**Document passage:**
■ ■ ■ ■
K8s Custom Schedulers for GPU Bin-Packing in ML Workloads

October 13, 2025

16 min read

Goh Ling Yong

Technology enthusiast and software architect specializing in AI-driven development tools and modern software engineering practices. Passionate about the intersection of artificial intelligence and human creativity in building tomorrow's digital solutions.

The Default Scheduler's Shortcomings for GPU Workloads

For senior engineers managing large-scale machine learning platforms on Kubernetes, the limitations of the default-scheduler become apparent quickly, especially with expensive GPU resources. While excellent for general-purpose stateless applications, its default policies—primarily NodeResourcesFit, NodeName, TaintToleration, and a balanced scoring strategy—fall short for specialized, high-value workloads. The core issues are:

GPU Fragmentation: The default scheduler's scoring logic often spreads pods across nodes to balance utilization. Consider a cluster with three 8-GPU nodes. If you schedule three separate 2-GPU jobs, the scheduler might place one on each node. Now, each node has 6 GPUs free. If a high-priority 8-GPU training job arrives, it cannot be scheduled, despite 18 total GPUs being available across the cluster. The resources are fragmented.

Lack of Topology Awareness: Modern multi-GPU servers feature high-speed interconnects like NVIDIA's NVLink or AMD's Infinity Fabric. For distributed training workloads (e.g., using torch.distributed), placing cooperating pods on GPUs connected by a high-speed interconnect is critical for performance. The default scheduler has no concept of this sub-node topology. It sees nvidia.com/gpu: 8 as eight fungible resources, not as four NVLink-paired sets.

Suboptimal Cost Efficiency (Bin-Packing): For cloud environments, consolidating workloads onto the minimum number of nodes (bin-packing) allows the cluster autoscaler to scale down unused nodes, directly reducing costs. The default scheduler's spreading behavior actively works against this goal.
■ ■ ■ ■
**Provided material:**
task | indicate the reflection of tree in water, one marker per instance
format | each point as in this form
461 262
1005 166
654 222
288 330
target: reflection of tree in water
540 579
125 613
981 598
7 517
■ ■ ■ ■
**Actions to take:**
1) In the GPU scheduling article's fragmentation example, how many GPUs are available across the cluster when the 8-GPU training job arrives?
2) Reproduce word for word the passage of the GPU scheduling article from "Suboptimal Cost Efficiency" to "against this goal.".

**Per-task outputs:**
1) 18 GPUs.

2)
Suboptimal Cost Efficiency (Bin-Packing): For cloud environments, consolidating workloads onto the minimum number of nodes (bin-packing) allows the cluster autoscaler to scale down unused nodes, directly reducing costs. The default scheduler's spreading behavior actively works against this goal.